■ Available data ■
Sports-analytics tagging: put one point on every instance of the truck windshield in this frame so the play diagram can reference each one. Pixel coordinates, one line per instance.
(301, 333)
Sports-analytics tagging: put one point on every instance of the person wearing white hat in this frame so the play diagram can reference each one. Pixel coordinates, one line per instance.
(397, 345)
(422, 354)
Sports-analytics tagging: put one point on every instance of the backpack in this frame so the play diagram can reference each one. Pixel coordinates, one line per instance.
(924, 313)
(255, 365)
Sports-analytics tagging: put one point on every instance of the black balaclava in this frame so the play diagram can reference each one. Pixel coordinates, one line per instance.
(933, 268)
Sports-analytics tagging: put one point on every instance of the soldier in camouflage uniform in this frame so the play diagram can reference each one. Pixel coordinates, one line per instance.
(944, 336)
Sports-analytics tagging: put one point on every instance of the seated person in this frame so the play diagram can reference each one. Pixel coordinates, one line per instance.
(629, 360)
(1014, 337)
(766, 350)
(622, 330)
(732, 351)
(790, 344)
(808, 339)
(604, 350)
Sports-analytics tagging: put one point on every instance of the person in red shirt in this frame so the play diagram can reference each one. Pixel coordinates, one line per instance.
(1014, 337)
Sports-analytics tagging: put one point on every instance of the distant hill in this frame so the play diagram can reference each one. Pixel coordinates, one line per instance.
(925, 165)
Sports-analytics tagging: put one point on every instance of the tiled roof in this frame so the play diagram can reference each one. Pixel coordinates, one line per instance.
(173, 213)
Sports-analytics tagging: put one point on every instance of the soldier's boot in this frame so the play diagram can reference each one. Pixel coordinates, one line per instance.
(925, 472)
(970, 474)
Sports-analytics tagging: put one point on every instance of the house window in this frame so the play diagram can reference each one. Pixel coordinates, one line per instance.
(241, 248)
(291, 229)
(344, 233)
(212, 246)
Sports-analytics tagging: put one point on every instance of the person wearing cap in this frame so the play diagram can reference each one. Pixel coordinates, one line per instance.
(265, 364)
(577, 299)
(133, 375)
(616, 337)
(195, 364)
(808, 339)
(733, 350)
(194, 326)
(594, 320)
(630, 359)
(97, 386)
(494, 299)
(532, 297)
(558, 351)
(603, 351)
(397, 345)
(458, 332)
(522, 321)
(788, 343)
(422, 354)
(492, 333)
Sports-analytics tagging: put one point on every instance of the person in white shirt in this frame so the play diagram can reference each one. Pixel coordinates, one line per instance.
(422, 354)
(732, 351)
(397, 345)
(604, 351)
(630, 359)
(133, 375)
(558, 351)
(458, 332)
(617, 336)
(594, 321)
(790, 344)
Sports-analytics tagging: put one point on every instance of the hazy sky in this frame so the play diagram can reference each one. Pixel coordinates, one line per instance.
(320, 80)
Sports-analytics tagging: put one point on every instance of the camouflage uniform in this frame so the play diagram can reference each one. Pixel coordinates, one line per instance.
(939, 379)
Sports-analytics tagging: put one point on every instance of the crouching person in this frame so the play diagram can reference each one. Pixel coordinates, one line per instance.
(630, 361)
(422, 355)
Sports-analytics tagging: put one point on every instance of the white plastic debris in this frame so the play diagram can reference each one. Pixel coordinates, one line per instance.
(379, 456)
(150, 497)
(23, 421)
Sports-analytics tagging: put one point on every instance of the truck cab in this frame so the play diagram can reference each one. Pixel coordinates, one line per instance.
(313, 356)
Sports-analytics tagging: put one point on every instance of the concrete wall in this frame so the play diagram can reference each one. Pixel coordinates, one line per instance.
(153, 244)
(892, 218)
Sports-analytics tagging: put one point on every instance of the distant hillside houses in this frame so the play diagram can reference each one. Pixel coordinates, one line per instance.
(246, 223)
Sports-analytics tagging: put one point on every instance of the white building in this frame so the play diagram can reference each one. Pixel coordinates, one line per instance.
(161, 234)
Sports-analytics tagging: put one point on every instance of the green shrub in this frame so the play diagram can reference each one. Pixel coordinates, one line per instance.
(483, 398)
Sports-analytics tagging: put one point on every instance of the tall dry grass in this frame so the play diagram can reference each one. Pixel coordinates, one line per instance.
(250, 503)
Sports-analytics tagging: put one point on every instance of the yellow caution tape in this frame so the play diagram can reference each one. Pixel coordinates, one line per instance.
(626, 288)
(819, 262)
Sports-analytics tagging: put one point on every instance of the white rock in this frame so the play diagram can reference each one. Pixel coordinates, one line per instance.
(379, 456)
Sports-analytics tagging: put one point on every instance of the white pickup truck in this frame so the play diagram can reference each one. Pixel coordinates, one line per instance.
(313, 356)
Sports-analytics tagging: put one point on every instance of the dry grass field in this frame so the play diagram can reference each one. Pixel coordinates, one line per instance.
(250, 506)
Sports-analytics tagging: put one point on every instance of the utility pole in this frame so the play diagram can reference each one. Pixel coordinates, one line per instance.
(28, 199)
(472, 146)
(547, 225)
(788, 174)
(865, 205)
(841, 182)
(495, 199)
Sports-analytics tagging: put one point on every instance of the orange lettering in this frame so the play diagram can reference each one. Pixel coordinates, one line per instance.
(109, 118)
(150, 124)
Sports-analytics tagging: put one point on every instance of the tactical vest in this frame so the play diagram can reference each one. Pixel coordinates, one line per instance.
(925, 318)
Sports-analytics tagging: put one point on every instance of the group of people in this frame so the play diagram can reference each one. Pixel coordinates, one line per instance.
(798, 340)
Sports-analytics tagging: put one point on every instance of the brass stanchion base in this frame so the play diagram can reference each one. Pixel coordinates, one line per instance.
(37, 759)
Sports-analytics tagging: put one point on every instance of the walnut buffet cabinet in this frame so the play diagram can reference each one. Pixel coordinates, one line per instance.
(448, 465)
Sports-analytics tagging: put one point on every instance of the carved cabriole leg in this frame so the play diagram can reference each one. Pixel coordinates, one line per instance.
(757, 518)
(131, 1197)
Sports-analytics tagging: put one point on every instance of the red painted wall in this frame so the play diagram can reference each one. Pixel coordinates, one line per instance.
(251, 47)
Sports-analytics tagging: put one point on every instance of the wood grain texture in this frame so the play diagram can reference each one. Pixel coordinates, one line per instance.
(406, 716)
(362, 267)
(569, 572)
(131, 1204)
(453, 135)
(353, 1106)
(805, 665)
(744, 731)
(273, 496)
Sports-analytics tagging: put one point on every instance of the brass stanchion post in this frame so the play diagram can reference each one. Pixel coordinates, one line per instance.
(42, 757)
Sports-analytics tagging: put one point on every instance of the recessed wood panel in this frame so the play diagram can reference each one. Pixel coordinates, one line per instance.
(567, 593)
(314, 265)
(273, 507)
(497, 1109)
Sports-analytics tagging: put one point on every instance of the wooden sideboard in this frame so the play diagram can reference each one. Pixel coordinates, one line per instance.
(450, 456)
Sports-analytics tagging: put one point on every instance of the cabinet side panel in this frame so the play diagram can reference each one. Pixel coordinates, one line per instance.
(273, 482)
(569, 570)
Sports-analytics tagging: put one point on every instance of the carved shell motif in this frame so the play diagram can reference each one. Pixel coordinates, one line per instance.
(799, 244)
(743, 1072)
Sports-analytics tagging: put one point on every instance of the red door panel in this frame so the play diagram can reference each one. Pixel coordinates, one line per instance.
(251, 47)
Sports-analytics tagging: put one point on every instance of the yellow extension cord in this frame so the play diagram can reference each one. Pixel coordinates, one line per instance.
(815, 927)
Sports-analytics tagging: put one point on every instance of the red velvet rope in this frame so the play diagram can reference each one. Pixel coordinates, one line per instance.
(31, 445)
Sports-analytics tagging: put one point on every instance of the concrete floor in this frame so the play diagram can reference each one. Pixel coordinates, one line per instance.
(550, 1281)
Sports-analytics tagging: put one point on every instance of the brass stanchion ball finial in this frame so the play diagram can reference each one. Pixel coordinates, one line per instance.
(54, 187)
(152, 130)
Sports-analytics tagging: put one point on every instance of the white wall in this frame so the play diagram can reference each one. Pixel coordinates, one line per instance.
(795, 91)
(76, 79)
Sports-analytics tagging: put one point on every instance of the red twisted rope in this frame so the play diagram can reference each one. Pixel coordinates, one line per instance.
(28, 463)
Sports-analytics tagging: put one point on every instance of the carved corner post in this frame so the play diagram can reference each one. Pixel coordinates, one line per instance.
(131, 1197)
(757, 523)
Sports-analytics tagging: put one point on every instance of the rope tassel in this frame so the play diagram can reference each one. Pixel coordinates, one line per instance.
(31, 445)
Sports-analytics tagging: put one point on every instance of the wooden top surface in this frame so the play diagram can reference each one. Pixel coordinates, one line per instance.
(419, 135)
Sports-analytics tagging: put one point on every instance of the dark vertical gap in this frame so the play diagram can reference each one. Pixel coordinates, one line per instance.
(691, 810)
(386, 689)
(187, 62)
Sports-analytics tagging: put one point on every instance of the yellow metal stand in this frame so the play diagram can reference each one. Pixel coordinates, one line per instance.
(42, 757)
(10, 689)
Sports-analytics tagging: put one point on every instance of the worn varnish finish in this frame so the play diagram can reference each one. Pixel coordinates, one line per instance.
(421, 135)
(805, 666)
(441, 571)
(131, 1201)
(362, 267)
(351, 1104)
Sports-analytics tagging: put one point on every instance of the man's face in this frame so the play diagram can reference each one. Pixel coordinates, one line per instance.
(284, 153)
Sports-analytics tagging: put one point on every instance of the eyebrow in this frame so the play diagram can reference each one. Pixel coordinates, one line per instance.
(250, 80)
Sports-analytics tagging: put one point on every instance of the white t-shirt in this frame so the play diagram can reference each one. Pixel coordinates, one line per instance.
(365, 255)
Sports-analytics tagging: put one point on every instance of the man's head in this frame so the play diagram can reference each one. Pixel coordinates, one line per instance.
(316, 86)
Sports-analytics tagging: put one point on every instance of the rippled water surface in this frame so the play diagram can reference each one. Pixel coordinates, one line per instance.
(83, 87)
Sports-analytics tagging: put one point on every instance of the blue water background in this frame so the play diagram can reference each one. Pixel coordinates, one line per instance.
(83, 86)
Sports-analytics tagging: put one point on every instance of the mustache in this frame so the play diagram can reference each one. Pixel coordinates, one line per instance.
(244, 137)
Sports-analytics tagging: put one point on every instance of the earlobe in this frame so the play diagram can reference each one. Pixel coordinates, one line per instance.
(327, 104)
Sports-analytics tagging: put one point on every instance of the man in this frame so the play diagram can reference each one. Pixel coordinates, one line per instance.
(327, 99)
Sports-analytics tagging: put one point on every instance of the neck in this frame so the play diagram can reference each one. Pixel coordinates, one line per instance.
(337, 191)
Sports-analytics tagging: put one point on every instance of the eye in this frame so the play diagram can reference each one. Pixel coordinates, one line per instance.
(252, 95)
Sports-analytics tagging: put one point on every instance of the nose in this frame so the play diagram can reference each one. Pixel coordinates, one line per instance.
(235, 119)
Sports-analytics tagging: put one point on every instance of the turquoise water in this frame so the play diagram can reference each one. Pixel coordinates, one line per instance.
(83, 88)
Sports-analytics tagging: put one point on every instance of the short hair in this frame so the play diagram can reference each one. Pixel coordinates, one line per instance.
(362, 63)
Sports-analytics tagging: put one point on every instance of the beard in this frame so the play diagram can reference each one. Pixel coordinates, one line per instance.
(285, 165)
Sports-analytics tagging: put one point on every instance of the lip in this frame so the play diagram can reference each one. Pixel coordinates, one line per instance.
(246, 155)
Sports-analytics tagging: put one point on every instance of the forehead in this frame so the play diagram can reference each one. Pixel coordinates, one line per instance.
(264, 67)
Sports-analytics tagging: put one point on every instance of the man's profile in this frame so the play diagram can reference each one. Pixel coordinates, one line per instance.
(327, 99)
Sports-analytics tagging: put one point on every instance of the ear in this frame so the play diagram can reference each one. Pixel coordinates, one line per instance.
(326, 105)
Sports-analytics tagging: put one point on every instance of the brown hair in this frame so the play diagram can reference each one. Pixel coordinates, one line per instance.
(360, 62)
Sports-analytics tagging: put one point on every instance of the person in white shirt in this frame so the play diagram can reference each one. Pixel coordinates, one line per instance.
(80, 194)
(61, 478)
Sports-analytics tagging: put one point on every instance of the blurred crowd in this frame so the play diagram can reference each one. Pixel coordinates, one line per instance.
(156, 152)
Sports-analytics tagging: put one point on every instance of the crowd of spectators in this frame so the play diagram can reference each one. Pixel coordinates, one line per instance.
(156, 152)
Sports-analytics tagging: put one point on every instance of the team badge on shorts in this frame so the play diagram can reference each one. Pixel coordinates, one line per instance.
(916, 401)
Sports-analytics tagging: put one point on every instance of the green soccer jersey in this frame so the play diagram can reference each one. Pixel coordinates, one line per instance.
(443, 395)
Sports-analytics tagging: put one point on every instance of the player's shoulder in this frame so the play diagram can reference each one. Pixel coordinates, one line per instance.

■ What is asked ■
Please rewrite the lines from the one containing "the green soccer" through the end of the records, inclusive, swapping "jersey" for "shirt" and leaving everything else unchanged.

■ Exercise response ■
Sports-analytics tagging: put one point on every instance of the green soccer shirt in this frame so the play diagram can reference each one. Pixel coordinates, one line per instance.
(443, 395)
Sports-analytics tagging: put one point on every instance of the player's shoulder in this frame so the play diagram can reference each one. Pixel coordinates, one line per instance.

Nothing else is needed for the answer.